§ DATA FOR PROCESSING
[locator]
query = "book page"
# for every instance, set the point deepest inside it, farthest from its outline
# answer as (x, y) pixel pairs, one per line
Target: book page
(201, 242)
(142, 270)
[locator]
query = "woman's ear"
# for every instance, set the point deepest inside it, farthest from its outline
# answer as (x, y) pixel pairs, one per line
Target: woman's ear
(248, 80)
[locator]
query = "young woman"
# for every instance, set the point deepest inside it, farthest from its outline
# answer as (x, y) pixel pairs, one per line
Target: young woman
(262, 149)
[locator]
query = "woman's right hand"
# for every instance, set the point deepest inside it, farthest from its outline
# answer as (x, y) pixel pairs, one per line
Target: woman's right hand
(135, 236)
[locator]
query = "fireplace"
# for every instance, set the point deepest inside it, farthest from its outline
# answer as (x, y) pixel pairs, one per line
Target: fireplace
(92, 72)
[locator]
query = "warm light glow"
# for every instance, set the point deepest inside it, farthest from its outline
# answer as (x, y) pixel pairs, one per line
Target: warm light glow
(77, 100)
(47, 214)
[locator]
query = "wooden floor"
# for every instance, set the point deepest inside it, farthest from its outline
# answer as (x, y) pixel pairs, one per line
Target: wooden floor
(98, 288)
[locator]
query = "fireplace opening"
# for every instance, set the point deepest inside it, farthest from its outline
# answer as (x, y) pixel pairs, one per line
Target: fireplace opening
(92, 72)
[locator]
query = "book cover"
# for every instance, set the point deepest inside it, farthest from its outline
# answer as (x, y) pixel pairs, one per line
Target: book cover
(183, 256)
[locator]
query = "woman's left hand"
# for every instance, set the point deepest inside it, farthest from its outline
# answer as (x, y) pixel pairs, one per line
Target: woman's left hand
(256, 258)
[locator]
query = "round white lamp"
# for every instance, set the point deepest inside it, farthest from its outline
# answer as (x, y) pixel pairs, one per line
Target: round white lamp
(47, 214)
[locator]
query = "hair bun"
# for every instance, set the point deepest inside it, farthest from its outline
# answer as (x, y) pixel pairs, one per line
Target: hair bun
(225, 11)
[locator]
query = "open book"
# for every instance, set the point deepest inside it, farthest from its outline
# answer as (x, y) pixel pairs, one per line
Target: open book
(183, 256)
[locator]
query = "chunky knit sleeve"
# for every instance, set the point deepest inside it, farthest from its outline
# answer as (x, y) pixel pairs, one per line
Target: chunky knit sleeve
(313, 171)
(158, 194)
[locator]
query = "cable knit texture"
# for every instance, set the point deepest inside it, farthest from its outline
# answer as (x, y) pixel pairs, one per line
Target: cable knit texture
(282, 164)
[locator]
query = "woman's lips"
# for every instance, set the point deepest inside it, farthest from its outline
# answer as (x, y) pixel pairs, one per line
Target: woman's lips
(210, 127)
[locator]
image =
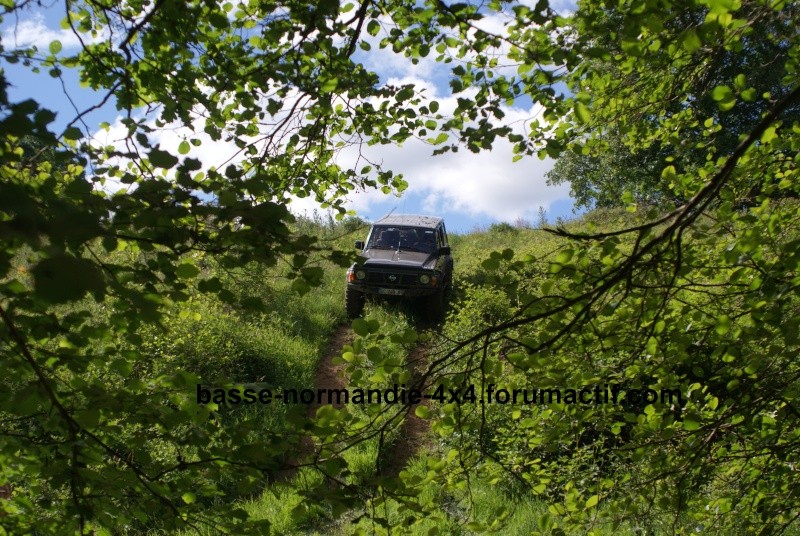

§ YOUR GOAL
Could you write out the records again exactly, omitting each image?

§ EXERCISE SOLUTION
[locator]
query = "book page"
# for every instance, set the point deepest inside it, farthest from its outline
# answer as (x, y) pixel pairs, one per line
Target: book page
(201, 242)
(142, 270)
[locator]
query = "woman's ear"
# for every instance, set the point deepest inside it, farthest from its outline
# answer as (x, y) pixel pairs, one per line
Target: woman's ear
(248, 80)
[locator]
query = "young woman"
# for every instance, set the point deepest inside it, farthest from its outline
# answer as (x, y) pixel pairs, one per line
Target: young woman
(262, 149)
[locator]
query = "woman's right hand"
# for every instance, set the point deepest inside it, farthest from its outline
# answer as (x, y) pixel pairs, one per line
Target: woman's right hand
(135, 236)
[locator]
query = "fireplace"
# for every instance, set the point deepest inside it, farthest from its outline
# answer as (x, y) pixel pairs, one per line
Target: fireplace
(92, 72)
[locator]
query = "warm light glow"
# for every instance, set the point deepest inside it, farthest from its outline
# answer as (x, y) pixel pairs, one per line
Target: warm light glow
(77, 100)
(47, 214)
[locator]
query = "wooden floor"
# for every instance, set the point deepest inside it, farthest from its outline
# answer as (x, y) pixel pairs, one per line
Target: wooden floor
(98, 288)
[locator]
query = "fireplace opening"
# for every instance, set the point deepest inside it, farthest from its outline
# answer as (x, y) pixel pairs, one per line
Target: fireplace opening
(92, 72)
[locator]
query = "book cover"
# for every instance, set the point deepest inside it, farthest from its outline
# answer as (x, y) pixel pairs, one per line
Target: book cover
(183, 256)
[locator]
query = "woman's left hand"
# for every instance, set the point deepest inside it, farthest from its outline
# answer as (x, y) pixel pairs, one per line
Target: woman's left hand
(256, 258)
[locator]
query = "round white lamp"
# for every instance, set the point deepest inside it, farthest from its outline
# answer as (x, y) pixel pairs, one per line
Target: round white lamp
(47, 214)
[locator]
query = "hair bun"
# for every instance, set the point deepest inside it, farthest from its outline
# answer as (x, y) pixel pairs, one per line
Target: hair bun
(225, 11)
[locator]
query = "open book"
# for every instance, set the point deepest inside it, farthest from its outline
# answer as (x, y) pixel pairs, one per line
Target: open book
(183, 256)
[locator]
query = "chunky knit sleeve"
# for every instance, set the point deepest inside it, farthest from its outline
# answer as (x, y) pixel pairs, one per line
Target: chunky knit sleeve
(313, 171)
(158, 194)
[locator]
query = "cable knit texture"
# for every instance, set the point deepest inside it, farthest from its outline
# answer as (x, y) pixel pairs, one per line
Target: cable knit texture
(282, 164)
[locator]
query = "woman's lips"
# for every instance, set the point deepest inside it, farthest from its outline
# answer as (x, y) pixel pairs, one per line
Target: woman's lips
(210, 127)
[locator]
image =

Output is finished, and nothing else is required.